- _Records to use_:
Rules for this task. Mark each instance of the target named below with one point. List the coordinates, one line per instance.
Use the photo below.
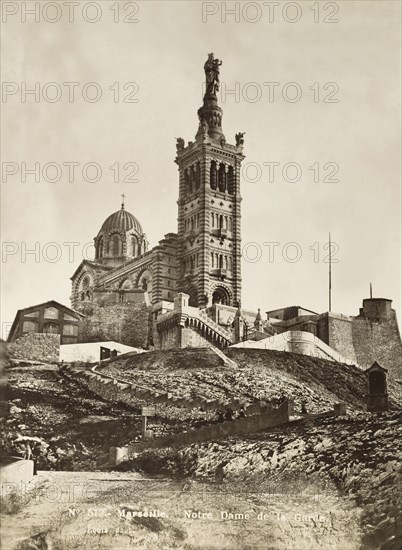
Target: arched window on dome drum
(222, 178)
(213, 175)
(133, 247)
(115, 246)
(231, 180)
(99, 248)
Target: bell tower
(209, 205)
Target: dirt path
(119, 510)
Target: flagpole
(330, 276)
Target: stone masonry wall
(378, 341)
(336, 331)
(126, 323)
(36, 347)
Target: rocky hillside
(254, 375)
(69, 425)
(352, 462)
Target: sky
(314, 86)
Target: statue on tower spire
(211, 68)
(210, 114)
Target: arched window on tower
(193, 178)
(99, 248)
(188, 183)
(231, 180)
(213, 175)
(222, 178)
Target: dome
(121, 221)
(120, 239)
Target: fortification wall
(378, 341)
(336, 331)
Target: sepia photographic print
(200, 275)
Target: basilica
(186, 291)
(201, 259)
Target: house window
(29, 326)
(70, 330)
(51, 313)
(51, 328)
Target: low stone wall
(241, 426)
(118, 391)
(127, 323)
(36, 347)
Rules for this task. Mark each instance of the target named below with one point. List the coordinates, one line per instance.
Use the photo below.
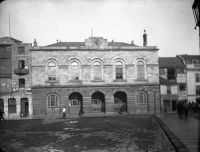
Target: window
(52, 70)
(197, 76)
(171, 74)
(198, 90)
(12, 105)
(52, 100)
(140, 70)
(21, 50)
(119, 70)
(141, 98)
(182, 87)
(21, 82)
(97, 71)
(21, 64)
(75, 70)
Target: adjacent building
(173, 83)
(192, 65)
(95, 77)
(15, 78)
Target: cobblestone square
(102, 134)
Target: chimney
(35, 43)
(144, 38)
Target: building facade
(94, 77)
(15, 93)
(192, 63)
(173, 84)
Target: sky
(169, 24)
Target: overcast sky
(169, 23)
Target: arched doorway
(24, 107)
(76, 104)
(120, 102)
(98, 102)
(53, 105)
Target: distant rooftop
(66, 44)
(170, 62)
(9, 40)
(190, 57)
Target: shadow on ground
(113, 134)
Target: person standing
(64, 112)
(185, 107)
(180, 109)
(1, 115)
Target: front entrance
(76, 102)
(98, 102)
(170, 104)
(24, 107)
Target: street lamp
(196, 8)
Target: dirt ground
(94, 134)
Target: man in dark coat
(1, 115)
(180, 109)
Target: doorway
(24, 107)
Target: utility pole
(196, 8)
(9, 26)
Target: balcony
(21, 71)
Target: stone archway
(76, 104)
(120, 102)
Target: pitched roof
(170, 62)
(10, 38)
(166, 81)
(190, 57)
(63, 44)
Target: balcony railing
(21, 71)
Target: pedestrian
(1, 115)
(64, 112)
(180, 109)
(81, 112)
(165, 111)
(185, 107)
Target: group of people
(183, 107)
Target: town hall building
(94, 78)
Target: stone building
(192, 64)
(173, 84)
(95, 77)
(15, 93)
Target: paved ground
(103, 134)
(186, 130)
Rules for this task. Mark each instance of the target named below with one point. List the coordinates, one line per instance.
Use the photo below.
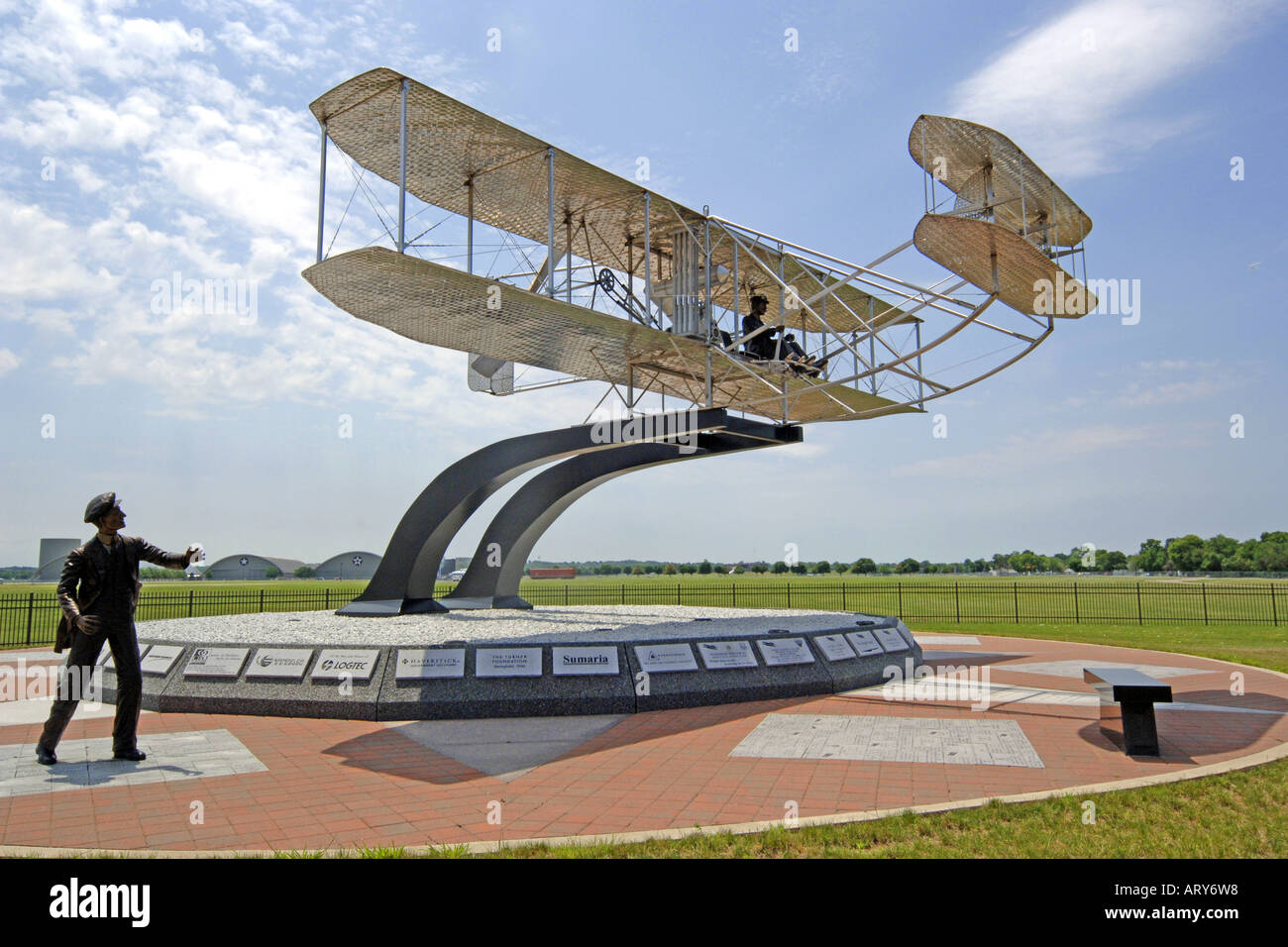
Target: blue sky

- _Goal of the exercise_:
Retype the listing above exactly as it appears, omitting the pictures.

- _Answer box_:
Rules for this task. Mark each instance of the target named below with one point. List the coordinates, one line per instance.
Use the photo below.
Target: arched window on dome drum
(222, 178)
(213, 175)
(133, 247)
(115, 246)
(231, 180)
(99, 248)
Target: bell tower
(209, 205)
Target: dirt path
(119, 510)
Target: flagpole
(330, 276)
Target: stone masonry wall
(378, 341)
(336, 331)
(126, 323)
(36, 347)
Target: rocky hillside
(254, 375)
(69, 425)
(352, 462)
Target: sky
(314, 86)
Target: statue on tower spire
(211, 68)
(210, 114)
Target: arched window on tower
(193, 178)
(99, 248)
(188, 183)
(231, 180)
(213, 175)
(222, 178)
Target: dome
(121, 221)
(120, 239)
Target: fortification wall
(378, 341)
(336, 331)
Target: sepia photographic print
(200, 275)
Target: basilica
(186, 291)
(201, 259)
Target: house window
(29, 326)
(70, 330)
(51, 313)
(51, 328)
Target: low stone wall
(241, 426)
(118, 391)
(127, 323)
(36, 347)
Rules for this task. Mark each instance of the target named below with one point. List the coordinates, one line per instance.
Use the photo below.
Target: window
(52, 70)
(197, 76)
(171, 74)
(198, 90)
(12, 105)
(52, 100)
(140, 70)
(21, 50)
(119, 70)
(141, 98)
(182, 87)
(21, 82)
(97, 71)
(21, 64)
(75, 70)
Target: adjacent building
(173, 83)
(192, 65)
(95, 77)
(15, 78)
Target: cobblestone square
(102, 134)
Target: chimney
(35, 43)
(144, 38)
Target: building facade
(94, 77)
(15, 93)
(192, 63)
(173, 84)
Target: sky
(169, 24)
Target: overcast sky
(169, 23)
Target: arched doorway
(24, 107)
(76, 104)
(120, 102)
(98, 102)
(53, 105)
Target: distant rooftop
(66, 44)
(170, 62)
(9, 40)
(190, 57)
Target: shadow on ground
(113, 134)
Target: person standing
(64, 112)
(185, 107)
(180, 109)
(1, 115)
Target: front entrance
(76, 102)
(98, 102)
(170, 104)
(24, 107)
Target: street lamp
(196, 8)
Target: dirt ground
(94, 134)
Target: man in dark coat
(1, 115)
(180, 109)
Target: doorway
(24, 107)
Target: utility pole
(196, 8)
(9, 26)
Target: balcony
(21, 71)
Target: stone archway
(76, 104)
(120, 102)
Target: pitched roof
(170, 62)
(10, 38)
(166, 81)
(190, 57)
(63, 44)
Target: balcony railing
(21, 71)
Target: pedestrian
(1, 115)
(64, 112)
(180, 109)
(81, 112)
(165, 111)
(185, 107)
Target: group of people
(183, 107)
Target: town hall building
(94, 78)
Target: stone building
(192, 64)
(173, 84)
(95, 77)
(15, 93)
Target: paved ground
(103, 134)
(186, 130)
Rules for this task. Mark each instance of the target named below with one point. List the coordinates, one line per instance.
Use the photo below.
Target: blue sky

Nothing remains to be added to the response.